Reading passage |
The constructor takes several parameters:

input_shape: an integer representing the number of predictors.
width: an integer representing how wide the layers should be.
depth: an integer representing how many layers the network should have.
activation: a string representing the non-linear activation to use (e.g. ‘relu’, ‘sigmoid’, etc.).
learning_rate: a float representing the learning rate of the optimizer (default value is 10^-3).
final_activation: a string representing the activation function for the final layer(default value is ‘linear’).

We create a number of consecutive linear layers with the activation and width as input and output size respectively.

nn.Sequential is used as the model, which is a container that sequentially applies a number of modules. Then it adds the final activation and a linear layer as the output layer with the width and 1 as input and output size respectively.

The training_step() function is used to define the training loop. It takes a batch of data and the batch index, then it passes the data through the model, calculates the loss using the mean squared error loss function F.mse_loss, and logs the loss to the training log.

The configure_optimizers function is used to define the optimizer used to train the model. In this case, it is using the Adam optimizer with the learning rate that is passed to the class constructor.

This code provides a basic example of how to create a PyTorch Lightning module, define the model architecture and the training loop, and how to configure the optimizer.

class FullyConnectedSequential(pl.LightningModule):
    def __init__(self, input_shape, width, depth, activation=None, learning_rate=10**(-3), final_activation=None):
        super().__init__()

        self.input_shape = input_shape
        self.width = width
        self.depth = depth

        self.learning_rate = learning_rate

        self.activation = activation() if activation is not None else nn.ReLU()
        self.final_activation = final_activation() if final_activation is not None else nn.Identity()

        self.hidden = []
        for _ in range(depth):
            self.hidden.append(self.activation)
            self.hidden.append(nn.Linear(width, width))

        self.model = nn.Sequential(nn.Linear(input_shape, width), *self.hidden, self.final_activation, nn.Linear(width, 1))

    def forward(self, x):
        return self.model(x)

    def training_step(self, batch, batch_idx):
        x, y = batch
        y_hat = self(x)
        loss = F.mse_loss(y_hat, y)
        self.log("train_loss", loss)
        return loss

    def validation_step(self, batch, batch_idx):
        x, y = batch
        y_hat = self(x)
        loss = F.mse_loss(y_hat, y)
        self.log("validation_loss", loss)
        return loss

    def test_step(self, batch, batch_idx):
        x, y = batch
        y_hat = self(x)
        loss = F.mse_loss(y_hat, y)
        self.log("test_loss", loss)
        return loss

    def configure_optimizers(self):
        opt = Adam(self.parameters(), lr=self.learning_rate)
        return opt

Functional Model#

This code is defining a PyTorch Lightning module called FullyConnectedFunctional. This module is similar to the FullyConnected module that you previously explained, but it uses a functional approach to define the model architecture.

The constructor takes several parameters:

input_shape: an integer representing the number of predictors.
width: an integer representing how wide the layers should be.
depth: an integer representing how many layers the network should have.
activation: a string representing the non-linear activation to use (e.g. ‘relu’, ‘sigmoid’, etc.).
learning_rate: a float representing the learning rate of the optimizer (default value is 10^-3).
final_activation: a string representing the activation function for the final layer(default value is ‘linear’).

To be done |
(1) Answer these questions from the PyTorch Lightning passage, one line each:
(a) Which loss function does the training_step() function use to calculate the loss?
(b) Which optimizer does the configure_optimizers function use?
(c) What is the module under the "Functional Model" header called?
(2) Please output the part of the PyTorch Lightning passage from the words "nn.Sequential is used" up to and including the words "the class constructor.", with no changes.

Supplied data |
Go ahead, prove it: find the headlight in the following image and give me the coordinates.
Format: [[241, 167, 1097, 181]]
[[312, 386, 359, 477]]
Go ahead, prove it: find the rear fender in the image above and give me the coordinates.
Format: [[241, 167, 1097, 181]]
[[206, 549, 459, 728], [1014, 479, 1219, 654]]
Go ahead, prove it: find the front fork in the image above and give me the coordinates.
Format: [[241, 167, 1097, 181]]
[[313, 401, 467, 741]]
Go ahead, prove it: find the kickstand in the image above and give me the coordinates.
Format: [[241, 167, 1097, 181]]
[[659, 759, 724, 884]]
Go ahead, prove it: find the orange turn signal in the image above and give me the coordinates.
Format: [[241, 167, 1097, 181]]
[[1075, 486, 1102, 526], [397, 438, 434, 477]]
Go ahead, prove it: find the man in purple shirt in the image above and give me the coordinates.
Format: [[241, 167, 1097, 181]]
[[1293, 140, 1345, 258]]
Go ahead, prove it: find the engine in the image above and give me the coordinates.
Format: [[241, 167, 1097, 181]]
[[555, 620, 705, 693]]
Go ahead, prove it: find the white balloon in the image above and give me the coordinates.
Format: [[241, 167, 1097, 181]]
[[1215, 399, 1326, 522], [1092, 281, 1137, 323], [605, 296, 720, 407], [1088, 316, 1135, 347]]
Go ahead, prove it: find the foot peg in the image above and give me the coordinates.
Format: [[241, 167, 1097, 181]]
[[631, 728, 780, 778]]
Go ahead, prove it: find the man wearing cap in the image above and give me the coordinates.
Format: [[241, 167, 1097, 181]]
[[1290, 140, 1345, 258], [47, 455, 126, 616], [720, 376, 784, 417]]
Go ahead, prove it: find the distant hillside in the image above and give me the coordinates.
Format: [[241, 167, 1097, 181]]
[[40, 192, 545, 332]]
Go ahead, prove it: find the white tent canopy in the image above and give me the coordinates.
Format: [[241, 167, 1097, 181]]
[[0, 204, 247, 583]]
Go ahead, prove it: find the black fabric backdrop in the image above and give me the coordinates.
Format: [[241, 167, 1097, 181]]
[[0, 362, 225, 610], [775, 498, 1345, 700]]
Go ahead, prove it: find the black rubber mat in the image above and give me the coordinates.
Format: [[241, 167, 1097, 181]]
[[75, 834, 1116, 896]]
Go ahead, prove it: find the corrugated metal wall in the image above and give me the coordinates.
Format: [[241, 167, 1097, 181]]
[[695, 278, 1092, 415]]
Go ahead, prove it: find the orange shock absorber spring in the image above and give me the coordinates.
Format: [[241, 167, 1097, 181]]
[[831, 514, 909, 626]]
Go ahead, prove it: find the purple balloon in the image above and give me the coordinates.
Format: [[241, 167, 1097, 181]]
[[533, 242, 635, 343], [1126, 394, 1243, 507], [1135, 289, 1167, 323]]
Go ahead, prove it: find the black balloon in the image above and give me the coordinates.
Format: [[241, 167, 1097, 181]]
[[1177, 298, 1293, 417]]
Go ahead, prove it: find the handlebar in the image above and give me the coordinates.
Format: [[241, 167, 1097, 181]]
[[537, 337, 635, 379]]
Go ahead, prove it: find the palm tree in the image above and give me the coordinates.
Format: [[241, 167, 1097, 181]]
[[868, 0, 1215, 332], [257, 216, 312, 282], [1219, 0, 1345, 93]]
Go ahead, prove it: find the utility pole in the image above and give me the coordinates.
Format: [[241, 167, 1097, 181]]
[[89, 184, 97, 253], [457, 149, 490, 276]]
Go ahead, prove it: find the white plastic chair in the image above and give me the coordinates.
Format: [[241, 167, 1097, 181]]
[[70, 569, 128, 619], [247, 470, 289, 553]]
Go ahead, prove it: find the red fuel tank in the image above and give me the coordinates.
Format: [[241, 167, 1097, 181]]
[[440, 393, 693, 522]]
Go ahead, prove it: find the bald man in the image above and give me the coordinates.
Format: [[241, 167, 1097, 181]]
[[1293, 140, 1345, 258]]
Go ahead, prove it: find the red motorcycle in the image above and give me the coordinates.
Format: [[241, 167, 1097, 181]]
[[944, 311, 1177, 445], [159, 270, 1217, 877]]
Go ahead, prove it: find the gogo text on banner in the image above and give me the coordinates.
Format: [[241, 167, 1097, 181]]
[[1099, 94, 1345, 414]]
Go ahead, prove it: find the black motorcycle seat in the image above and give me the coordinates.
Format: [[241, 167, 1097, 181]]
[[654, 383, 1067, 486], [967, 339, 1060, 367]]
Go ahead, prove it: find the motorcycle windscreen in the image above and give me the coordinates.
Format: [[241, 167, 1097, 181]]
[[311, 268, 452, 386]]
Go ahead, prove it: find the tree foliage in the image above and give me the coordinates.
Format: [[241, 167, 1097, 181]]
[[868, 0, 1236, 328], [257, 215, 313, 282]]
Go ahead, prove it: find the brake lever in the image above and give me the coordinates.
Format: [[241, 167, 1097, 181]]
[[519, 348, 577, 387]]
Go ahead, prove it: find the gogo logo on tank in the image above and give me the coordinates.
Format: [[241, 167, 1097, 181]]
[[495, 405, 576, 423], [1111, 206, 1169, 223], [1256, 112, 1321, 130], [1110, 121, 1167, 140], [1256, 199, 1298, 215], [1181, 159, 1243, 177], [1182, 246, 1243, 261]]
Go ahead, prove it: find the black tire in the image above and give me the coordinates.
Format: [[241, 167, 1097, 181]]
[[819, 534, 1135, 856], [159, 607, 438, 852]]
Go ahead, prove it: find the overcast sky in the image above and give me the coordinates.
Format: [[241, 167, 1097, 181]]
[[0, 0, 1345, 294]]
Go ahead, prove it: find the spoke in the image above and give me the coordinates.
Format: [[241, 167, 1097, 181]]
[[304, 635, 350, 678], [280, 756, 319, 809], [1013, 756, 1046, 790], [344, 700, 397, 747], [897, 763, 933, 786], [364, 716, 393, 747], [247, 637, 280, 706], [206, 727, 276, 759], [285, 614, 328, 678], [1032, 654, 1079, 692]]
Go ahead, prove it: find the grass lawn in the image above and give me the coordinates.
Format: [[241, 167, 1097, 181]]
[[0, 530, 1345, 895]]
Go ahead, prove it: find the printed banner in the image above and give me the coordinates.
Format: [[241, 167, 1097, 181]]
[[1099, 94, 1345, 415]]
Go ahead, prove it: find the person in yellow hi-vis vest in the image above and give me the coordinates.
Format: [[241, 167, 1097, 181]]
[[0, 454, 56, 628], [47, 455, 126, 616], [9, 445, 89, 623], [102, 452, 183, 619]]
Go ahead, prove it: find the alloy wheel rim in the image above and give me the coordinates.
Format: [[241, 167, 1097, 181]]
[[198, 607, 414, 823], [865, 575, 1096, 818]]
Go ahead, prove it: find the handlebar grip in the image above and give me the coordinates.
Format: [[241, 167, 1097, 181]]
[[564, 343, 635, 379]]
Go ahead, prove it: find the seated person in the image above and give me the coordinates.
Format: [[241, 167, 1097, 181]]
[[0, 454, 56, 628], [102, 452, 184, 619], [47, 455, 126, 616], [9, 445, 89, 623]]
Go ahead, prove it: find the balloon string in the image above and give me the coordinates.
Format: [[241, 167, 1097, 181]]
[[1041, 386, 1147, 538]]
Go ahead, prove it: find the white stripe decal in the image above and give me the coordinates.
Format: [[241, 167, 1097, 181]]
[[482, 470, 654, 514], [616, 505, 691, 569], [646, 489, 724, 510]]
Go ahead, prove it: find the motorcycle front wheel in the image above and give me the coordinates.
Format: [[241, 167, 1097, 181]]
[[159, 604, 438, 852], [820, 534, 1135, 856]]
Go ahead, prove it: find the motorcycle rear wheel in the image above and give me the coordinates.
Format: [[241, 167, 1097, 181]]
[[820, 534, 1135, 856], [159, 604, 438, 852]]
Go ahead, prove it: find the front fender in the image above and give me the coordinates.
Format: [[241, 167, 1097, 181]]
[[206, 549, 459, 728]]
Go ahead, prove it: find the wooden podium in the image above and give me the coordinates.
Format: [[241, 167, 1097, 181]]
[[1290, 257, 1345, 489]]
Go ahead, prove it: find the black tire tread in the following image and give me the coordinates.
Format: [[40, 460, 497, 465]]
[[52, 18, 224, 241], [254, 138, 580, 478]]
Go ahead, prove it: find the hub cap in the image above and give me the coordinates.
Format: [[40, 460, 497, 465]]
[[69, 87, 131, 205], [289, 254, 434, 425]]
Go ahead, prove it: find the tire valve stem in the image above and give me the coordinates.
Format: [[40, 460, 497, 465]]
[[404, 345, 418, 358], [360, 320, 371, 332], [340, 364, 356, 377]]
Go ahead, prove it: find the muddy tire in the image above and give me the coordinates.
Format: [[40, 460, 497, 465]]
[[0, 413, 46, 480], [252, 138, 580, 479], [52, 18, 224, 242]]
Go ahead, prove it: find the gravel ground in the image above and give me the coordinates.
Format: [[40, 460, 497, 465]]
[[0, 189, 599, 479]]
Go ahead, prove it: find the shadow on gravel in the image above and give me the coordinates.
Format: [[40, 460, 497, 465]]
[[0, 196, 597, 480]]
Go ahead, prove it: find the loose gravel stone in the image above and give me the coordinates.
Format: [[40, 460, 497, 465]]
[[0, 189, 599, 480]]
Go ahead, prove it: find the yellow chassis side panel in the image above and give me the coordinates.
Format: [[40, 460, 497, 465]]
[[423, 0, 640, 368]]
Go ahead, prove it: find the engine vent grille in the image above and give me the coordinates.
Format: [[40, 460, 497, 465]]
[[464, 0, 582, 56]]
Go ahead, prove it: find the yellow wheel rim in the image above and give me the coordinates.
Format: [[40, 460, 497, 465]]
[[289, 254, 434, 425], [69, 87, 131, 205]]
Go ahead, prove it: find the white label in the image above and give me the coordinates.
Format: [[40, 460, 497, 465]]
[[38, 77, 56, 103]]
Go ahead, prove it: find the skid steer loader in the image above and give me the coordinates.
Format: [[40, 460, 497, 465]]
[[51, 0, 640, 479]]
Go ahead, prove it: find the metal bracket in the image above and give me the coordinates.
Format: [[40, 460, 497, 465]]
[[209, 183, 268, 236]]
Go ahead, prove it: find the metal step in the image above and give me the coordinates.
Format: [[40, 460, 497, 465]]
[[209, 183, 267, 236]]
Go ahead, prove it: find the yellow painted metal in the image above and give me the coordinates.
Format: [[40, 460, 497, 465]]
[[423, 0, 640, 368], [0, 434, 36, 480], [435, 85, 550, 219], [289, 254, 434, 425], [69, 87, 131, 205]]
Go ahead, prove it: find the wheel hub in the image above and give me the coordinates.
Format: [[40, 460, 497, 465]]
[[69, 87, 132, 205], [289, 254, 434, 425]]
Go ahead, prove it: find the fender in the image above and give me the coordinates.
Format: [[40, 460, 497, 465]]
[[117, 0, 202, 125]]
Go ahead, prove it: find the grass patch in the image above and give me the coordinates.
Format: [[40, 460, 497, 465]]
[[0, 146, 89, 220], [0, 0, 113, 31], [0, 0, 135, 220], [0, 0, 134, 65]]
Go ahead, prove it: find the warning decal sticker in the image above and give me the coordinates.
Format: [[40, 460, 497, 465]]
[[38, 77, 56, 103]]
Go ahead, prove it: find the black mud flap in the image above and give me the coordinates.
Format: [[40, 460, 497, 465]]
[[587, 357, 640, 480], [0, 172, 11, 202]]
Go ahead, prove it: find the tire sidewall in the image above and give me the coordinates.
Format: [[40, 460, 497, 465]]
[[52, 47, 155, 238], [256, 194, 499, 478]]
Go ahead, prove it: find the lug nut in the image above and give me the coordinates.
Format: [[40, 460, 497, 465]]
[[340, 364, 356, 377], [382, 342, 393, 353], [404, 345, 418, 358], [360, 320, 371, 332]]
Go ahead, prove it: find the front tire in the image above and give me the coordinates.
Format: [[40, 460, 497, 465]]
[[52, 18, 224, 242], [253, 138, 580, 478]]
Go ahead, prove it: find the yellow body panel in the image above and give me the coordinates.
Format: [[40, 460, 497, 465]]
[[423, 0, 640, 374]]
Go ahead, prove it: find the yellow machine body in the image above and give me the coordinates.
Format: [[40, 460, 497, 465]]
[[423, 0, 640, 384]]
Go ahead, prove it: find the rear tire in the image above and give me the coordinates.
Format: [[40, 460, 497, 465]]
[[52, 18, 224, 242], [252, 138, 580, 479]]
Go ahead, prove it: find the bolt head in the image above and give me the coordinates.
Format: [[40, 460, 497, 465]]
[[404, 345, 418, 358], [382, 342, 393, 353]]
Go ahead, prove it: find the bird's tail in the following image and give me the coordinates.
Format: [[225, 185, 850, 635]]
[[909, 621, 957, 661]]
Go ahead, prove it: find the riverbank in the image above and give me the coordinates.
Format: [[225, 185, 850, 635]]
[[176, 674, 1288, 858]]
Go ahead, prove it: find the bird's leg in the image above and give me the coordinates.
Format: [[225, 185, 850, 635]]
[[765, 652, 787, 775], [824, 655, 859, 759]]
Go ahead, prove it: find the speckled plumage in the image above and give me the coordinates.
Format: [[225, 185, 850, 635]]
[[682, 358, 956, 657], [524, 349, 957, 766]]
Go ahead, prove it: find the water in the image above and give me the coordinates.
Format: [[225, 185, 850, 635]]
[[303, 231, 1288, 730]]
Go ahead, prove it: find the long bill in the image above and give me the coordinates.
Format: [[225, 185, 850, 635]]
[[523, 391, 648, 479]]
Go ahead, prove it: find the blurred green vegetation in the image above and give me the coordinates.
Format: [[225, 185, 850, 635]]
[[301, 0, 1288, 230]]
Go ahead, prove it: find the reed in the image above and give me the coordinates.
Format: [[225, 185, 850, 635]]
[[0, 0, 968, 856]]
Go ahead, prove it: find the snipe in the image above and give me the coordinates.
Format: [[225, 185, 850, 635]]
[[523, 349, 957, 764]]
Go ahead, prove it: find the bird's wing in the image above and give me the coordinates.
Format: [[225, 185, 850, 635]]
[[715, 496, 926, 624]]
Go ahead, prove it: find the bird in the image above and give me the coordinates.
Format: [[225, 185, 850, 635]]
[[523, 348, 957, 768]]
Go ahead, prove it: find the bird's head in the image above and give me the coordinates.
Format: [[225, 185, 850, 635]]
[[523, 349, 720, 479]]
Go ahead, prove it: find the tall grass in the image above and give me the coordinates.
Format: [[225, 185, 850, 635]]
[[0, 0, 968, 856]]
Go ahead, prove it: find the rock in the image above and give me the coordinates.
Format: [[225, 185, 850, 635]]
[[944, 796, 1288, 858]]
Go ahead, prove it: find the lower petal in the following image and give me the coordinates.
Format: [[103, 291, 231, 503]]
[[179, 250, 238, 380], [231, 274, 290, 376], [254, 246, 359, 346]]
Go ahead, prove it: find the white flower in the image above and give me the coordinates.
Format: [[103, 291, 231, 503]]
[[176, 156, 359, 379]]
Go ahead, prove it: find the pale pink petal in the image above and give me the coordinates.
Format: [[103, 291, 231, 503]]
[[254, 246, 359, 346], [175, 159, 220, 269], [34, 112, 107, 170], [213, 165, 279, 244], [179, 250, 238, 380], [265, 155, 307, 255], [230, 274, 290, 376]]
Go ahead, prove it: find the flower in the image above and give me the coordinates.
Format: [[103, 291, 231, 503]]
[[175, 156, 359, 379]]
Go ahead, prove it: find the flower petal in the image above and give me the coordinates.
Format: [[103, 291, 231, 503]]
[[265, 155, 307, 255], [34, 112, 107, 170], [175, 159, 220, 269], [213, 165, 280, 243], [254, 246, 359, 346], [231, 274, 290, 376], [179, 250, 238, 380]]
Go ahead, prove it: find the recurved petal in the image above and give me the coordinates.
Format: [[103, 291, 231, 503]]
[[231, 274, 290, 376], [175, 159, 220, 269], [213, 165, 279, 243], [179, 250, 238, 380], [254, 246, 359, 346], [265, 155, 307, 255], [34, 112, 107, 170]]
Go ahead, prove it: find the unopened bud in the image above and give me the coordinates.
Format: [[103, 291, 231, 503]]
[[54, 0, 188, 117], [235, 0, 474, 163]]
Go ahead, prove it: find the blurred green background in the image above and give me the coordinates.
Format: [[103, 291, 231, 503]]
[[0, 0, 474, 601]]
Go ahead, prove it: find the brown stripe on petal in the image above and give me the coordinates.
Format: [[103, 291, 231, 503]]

Results in order |
(1)
(a) The mean squared error loss function, F.mse_loss.
(b) The Adam optimizer, with the learning rate passed to the class constructor.
(c) FullyConnectedFunctional.

(2)
nn.Sequential is used as the model, which is a container that sequentially applies a number of modules. Then it adds the final activation and a linear layer as the output layer with the width and 1 as input and output size respectively.

The training_step() function is used to define the training loop. It takes a batch of data and the batch index, then it passes the data through the model, calculates the loss using the mean squared error loss function F.mse_loss, and logs the loss to the training log.

The configure_optimizers function is used to define the optimizer used to train the model. In this case, it is using the Adam optimizer with the learning rate that is passed to the class constructor.